DIRECTIVE. Reproduce the data below word for word, from its first line through the line containing "0,97 -> 240,292", including both. Leave the pictures out.

Rows from a box labeling dataset
* * * *
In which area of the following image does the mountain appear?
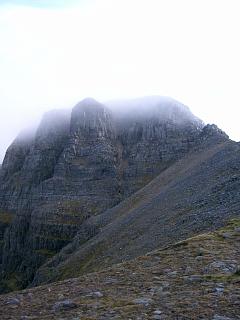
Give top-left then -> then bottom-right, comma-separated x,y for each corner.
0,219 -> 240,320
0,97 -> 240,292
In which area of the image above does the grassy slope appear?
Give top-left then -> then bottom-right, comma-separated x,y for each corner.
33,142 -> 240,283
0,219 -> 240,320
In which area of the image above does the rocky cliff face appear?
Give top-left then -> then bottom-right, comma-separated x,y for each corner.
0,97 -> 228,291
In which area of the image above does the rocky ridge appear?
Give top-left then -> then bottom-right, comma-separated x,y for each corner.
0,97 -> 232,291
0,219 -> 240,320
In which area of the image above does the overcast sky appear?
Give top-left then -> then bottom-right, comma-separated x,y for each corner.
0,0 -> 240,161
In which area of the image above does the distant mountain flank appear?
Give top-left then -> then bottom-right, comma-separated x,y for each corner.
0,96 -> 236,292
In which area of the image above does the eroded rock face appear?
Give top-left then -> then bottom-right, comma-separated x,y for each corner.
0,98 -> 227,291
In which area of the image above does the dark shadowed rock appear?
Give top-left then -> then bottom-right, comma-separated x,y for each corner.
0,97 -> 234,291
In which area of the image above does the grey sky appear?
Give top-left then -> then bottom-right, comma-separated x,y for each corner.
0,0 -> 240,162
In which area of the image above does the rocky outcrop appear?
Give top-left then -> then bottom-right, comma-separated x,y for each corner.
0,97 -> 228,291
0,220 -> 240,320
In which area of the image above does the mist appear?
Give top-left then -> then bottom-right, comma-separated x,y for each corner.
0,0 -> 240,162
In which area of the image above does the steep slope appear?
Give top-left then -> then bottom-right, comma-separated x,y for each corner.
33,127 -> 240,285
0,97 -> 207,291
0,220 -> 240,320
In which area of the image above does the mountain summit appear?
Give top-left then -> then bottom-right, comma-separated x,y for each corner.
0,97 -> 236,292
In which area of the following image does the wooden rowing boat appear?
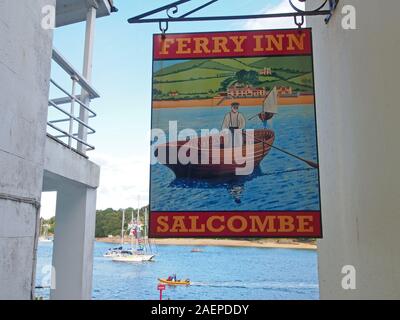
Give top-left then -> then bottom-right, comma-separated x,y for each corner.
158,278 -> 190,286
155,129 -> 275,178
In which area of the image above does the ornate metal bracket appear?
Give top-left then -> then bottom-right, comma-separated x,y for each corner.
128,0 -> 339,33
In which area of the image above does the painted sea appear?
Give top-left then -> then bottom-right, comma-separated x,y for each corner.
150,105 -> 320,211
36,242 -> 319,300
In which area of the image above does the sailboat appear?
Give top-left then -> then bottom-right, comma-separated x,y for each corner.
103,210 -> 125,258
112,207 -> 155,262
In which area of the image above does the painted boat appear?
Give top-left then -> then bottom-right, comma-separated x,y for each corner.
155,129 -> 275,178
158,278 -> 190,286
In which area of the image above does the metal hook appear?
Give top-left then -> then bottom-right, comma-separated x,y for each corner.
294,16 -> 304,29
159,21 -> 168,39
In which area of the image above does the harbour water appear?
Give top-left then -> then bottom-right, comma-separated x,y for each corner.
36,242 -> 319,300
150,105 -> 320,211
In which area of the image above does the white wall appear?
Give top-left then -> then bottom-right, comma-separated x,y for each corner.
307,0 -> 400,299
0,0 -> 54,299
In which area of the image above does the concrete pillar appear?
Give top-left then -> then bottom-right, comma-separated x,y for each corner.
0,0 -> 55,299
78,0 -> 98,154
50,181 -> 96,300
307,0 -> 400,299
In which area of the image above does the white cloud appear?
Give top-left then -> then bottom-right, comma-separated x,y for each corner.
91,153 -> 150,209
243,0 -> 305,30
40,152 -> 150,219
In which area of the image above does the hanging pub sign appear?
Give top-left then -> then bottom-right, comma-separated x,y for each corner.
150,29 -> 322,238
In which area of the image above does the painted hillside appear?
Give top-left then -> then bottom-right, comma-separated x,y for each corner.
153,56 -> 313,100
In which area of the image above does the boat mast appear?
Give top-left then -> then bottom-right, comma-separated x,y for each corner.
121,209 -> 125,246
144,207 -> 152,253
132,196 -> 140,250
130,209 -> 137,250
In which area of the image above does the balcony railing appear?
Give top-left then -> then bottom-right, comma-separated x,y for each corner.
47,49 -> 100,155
* * * *
THE SOLUTION.
In which area of the following image does the mountain appear?
Give top-left then -> then bottom-right, comma-separated x,y for each corner.
0,219 -> 240,320
0,97 -> 240,292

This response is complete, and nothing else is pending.